DIRECTIONS → Print every row below word for word, leaving out the pictures.

EXTRACTED DATA →
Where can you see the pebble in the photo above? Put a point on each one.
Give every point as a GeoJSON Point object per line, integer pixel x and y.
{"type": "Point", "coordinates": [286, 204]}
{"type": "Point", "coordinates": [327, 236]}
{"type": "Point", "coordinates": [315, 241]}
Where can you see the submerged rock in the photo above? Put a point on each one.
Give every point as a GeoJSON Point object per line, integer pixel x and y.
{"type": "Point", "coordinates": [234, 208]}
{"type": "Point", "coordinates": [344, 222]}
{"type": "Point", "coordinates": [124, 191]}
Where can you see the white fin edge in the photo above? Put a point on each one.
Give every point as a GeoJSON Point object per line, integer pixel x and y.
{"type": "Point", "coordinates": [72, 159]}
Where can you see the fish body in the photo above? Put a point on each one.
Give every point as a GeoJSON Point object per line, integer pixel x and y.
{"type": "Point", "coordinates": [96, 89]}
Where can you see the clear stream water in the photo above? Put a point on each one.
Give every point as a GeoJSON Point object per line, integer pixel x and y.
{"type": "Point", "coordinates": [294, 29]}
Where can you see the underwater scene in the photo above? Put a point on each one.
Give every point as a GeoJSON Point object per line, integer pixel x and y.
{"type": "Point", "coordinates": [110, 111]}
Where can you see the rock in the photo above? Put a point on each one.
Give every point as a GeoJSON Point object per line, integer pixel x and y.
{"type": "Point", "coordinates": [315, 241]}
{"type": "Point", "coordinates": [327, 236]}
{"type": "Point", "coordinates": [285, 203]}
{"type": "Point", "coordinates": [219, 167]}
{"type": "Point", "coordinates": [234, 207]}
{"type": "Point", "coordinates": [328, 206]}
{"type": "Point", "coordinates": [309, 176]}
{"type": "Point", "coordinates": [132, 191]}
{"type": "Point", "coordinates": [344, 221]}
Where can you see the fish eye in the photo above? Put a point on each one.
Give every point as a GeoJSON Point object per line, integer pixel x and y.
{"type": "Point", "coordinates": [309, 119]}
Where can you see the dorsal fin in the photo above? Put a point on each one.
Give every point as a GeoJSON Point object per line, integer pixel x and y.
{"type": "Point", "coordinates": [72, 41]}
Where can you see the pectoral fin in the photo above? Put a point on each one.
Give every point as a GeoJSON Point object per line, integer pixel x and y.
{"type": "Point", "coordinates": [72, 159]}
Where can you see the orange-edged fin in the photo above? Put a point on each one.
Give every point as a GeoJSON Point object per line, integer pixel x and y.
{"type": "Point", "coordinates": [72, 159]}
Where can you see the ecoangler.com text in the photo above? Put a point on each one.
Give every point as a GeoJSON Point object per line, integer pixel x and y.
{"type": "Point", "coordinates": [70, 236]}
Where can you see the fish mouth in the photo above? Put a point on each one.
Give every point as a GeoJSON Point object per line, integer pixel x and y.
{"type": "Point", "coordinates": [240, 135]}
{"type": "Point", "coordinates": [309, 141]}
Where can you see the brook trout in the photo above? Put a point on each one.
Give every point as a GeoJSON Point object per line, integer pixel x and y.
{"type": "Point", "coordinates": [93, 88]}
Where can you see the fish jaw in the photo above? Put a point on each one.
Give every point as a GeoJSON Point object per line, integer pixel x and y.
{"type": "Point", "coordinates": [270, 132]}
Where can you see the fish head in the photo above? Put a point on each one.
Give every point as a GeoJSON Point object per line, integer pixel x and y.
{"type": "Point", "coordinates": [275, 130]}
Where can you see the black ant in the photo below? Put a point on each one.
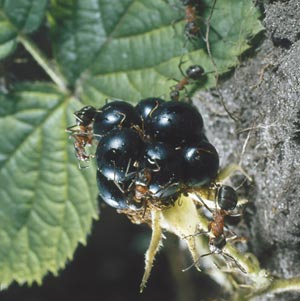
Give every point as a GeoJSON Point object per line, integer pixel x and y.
{"type": "Point", "coordinates": [192, 26]}
{"type": "Point", "coordinates": [226, 198]}
{"type": "Point", "coordinates": [192, 73]}
{"type": "Point", "coordinates": [82, 131]}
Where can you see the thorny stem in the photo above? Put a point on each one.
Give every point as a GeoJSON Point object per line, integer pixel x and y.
{"type": "Point", "coordinates": [256, 281]}
{"type": "Point", "coordinates": [43, 62]}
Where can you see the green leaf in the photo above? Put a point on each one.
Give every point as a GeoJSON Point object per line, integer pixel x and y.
{"type": "Point", "coordinates": [131, 49]}
{"type": "Point", "coordinates": [46, 203]}
{"type": "Point", "coordinates": [18, 16]}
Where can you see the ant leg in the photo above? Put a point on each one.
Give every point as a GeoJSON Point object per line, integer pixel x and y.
{"type": "Point", "coordinates": [153, 248]}
{"type": "Point", "coordinates": [203, 203]}
{"type": "Point", "coordinates": [235, 262]}
{"type": "Point", "coordinates": [230, 169]}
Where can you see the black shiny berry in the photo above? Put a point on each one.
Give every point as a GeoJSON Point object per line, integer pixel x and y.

FULL RESPONSE →
Where can you see the pebble in the photo above? Put a point on each one.
Give every point as a GeoJSON Point object per line, integer pixel x and y.
{"type": "Point", "coordinates": [286, 204]}
{"type": "Point", "coordinates": [327, 236]}
{"type": "Point", "coordinates": [315, 241]}
Where can you see the submerged rock in the photo above? Put a point on each one.
Give every point as a GeoJSON Point object per line, integer pixel x and y.
{"type": "Point", "coordinates": [234, 208]}
{"type": "Point", "coordinates": [344, 222]}
{"type": "Point", "coordinates": [124, 191]}
Where can you see the white fin edge in the photo above? Put a point on each one.
Give every point as a GeoJSON Point object per line, integer pixel x and y.
{"type": "Point", "coordinates": [72, 159]}
Where can you see the fish body in the photo above? Put a point on each one.
Give every point as a GeoJSON Point object per line, integer pixel x and y.
{"type": "Point", "coordinates": [96, 89]}
Where can you see the clear stream water in the photo above? Put a point on each one.
Give every point as a GeoJSON Point object per line, integer pixel x and y.
{"type": "Point", "coordinates": [294, 29]}
Where can you see the underwater scene in the photo above? Put a point on each one.
Give every point as a GeoJSON Point object per line, integer pixel x and y.
{"type": "Point", "coordinates": [110, 111]}
Where can you see the rock in the photo above? Put a point on each one.
Give every point as a GeoJSON Point object per line, integer pixel x and y.
{"type": "Point", "coordinates": [315, 241]}
{"type": "Point", "coordinates": [327, 236]}
{"type": "Point", "coordinates": [285, 203]}
{"type": "Point", "coordinates": [219, 167]}
{"type": "Point", "coordinates": [234, 207]}
{"type": "Point", "coordinates": [328, 206]}
{"type": "Point", "coordinates": [309, 176]}
{"type": "Point", "coordinates": [132, 191]}
{"type": "Point", "coordinates": [344, 221]}
Where can you see the fish eye in the photo above? Put a point on each one.
Give every point as a GeoJSON Point object per line, integer pixel x and y.
{"type": "Point", "coordinates": [309, 119]}
Where can you see the dorsal fin in the photo above? Put a point on each one.
Give every point as a GeoJSON Point object per line, integer pixel x and y.
{"type": "Point", "coordinates": [72, 41]}
Where can you see the pectoral fin in the photo above? Put a point on each one.
Give every point as a GeoJSON Point object per line, integer pixel x and y.
{"type": "Point", "coordinates": [72, 159]}
Where can you see the orange-edged fin in the photo above? Put a point on each one.
Give every point as a GeoJSON Point object per line, integer pixel x and y.
{"type": "Point", "coordinates": [72, 159]}
Where can you see the ecoangler.com text in the photo above? Put a point on each one.
Give every point as a GeoJSON Point object per line, integer pixel x and y.
{"type": "Point", "coordinates": [70, 236]}
Where can you see the fish mouth in the photo above? Put a point on each one.
Give every point as a GeoJSON Point object per line, integer pixel x and y.
{"type": "Point", "coordinates": [240, 135]}
{"type": "Point", "coordinates": [309, 141]}
Where can you see the brook trout in the photo above? Put a point on each one.
Give every point as a GeoJSON Point object per line, integer pixel x and y.
{"type": "Point", "coordinates": [93, 88]}
Where can you see the fish jaw in the photo above? Put a point on each one.
Give every point as a GeoJSON Point object per line, integer pixel x and y.
{"type": "Point", "coordinates": [270, 132]}
Where can you see the fish head in the photo above? Put a point on each one.
Give every point as a GeoJSON Point object per line, integer pixel x and y.
{"type": "Point", "coordinates": [275, 130]}
Where can you see the black ant in the photo below? Put a point on each one.
Give every point as a GeoJSON Point object per line, integer pixel x and y.
{"type": "Point", "coordinates": [192, 26]}
{"type": "Point", "coordinates": [226, 198]}
{"type": "Point", "coordinates": [192, 73]}
{"type": "Point", "coordinates": [82, 131]}
Where can you see the thorny stem in the photo above? Put a point on each one.
Give every point as a GeoJSON Point object per line, integer pixel x and y.
{"type": "Point", "coordinates": [256, 281]}
{"type": "Point", "coordinates": [43, 62]}
Where can you see the green leaf in the photo above? Put a point on each one.
Give every point as a GeoJSON Point object per line, integer pixel x and y.
{"type": "Point", "coordinates": [131, 49]}
{"type": "Point", "coordinates": [46, 203]}
{"type": "Point", "coordinates": [18, 16]}
Where can you see the ant leg in the photo above? Put a point on each one.
Give every point as a GeoJSON Point object per line, integer pixel x and y.
{"type": "Point", "coordinates": [153, 248]}
{"type": "Point", "coordinates": [203, 203]}
{"type": "Point", "coordinates": [235, 262]}
{"type": "Point", "coordinates": [230, 169]}
Where can you see the black shiny berry in the photo above? Put a point on each one.
Give every point as a GeoJSON Point object per line, integer pixel x and y.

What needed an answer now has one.